GMC urged to regain doctors’ trust following Bawa-Garba case
By Beth Gault, Valeria Fiore
6 June 2019



The General Medical Council (GMC) must rebuild doctors’ trust following its handling of the Bawa-Garba case, a review has said.

The Independent review of gross negligence manslaughter and culpable homicide, published today (6 June), encouraged the GMC to ‘acknowledge that its relationship with the medical profession has been severely damaged’ by how it dealt with the case.

The review was commissioned by the GMC in 2018 following the death of six-year-old Jack Adcock in 2011 and the conviction for gross negligence manslaughter and subsequent striking off of senior trainee paediatrician Dr Hadiza Bawa-Garba.

According to the review, many doctors have ‘lost confidence’ in the GMC which – despite the Medical Practitioners Tribunal Service’s decision not to struck Dr Bawa-Garba off the medical register in June 2017 – appealed against that decision in the High Court in January 2018 and had the doctor removed from the profession.

GMC chief executive Charlie Massey said: ‘One thing this report and its recommendations make clear is that a just culture requires a lot more than the actions of a single regulator.’

He added: ‘The report highlights the new evidence that the public are acutely aware of the pressures facing UK heath systems, and that this can affect their confidence in the care doctors are able to provide.

‘This reinforces why we must all do what we can to make sure doctors are training and working in safe environments, for the benefit of patients, and why the GMC must work with the system to effect change.’

‘Consternation and outrage’

In his foreword of the review, its chair Leslie Hamilton said: ‘The decision of the GMC to seek this doctor’s erasure from the medical register following her criminal conviction caused consternation and outrage across large sections of the medical profession in the United Kingdom and overseas.

‘Some described it as a “toxic fear”. Many questioned why an individual trainee working under pressure should carry the blame for what they considered to be wider systemic failings within her working environment.’

Key recommendations

The review put forward a series of recommendations for the GMC, the Government and other healthcare organisations to consider.

These include:

  • Reducing the GMC’s timescales for progressing fitness-to-practise cases to medical practitioner tribunals and removing the regulator’s right to appeal Medical Practitioners Tribunal Service decisions, which was also suggested in the Williams review last year.
  • A call on the GMC and other healthcare sector organisations to demonstrate commitment to equality, diversity and inclusion after it found that certain doctors felt ‘particularly at risk’ of investigation, including BAME doctors.
  • A need to ensure doctors’ reflections were legally protected and called on the Government to consider this change in law.
  • That local healthcare service provider investigations should be more consistent across England and Wales in particular.

A Department of Health and Social Care spokesperson said: ‘We welcome Leslie Hamilton’s review and as part of our NHS long-term plan we are working to support a just, learning culture that will improve patient safety and better support healthcare professionals, patients and their families.

‘We consulted on proposals to reform the legislative framework of professional regulators and are considering which reforms should be taken forward.’
################
**Work instructions**
a) Transcribe the part of the article on the Bawa-Garba review that opens with the words containing "GMC urged to" and closes with "Dr Hadiza Bawa-Garba.".
b) In the article on the Bawa-Garba review, condense the paragraph beginning "The review was commissioned by the GMC" into a single shorter sentence that keeps its main facts.
The records come from a separate, unrelated source.

**Given data**
################
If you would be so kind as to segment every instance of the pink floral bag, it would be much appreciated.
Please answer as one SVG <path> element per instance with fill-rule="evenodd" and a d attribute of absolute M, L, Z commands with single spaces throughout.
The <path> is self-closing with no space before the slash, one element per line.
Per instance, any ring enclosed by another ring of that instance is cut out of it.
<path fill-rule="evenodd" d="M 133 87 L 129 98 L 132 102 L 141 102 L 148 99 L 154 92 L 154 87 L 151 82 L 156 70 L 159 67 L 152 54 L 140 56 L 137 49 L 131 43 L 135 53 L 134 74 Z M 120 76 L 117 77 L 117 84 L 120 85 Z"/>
################
**Outputs for the tasks**
a)
GMC urged to regain doctors’ trust following Bawa-Garba case
By Beth Gault, Valeria Fiore
6 June 2019



The General Medical Council (GMC) must rebuild doctors’ trust following its handling of the Bawa-Garba case, a review has said.

The Independent review of gross negligence manslaughter and culpable homicide, published today (6 June), encouraged the GMC to ‘acknowledge that its relationship with the medical profession has been severely damaged’ by how it dealt with the case.

The review was commissioned by the GMC in 2018 following the death of six-year-old Jack Adcock in 2011 and the conviction for gross negligence manslaughter and subsequent striking off of senior trainee paediatrician Dr Hadiza Bawa-Garba.

b) The GMC commissioned the review in 2018 after six-year-old Jack Adcock died in 2011 and senior pediatric trainee Dr Hadiza Bawa-Garba was convicted of gross negligence manslaughter and then struck off.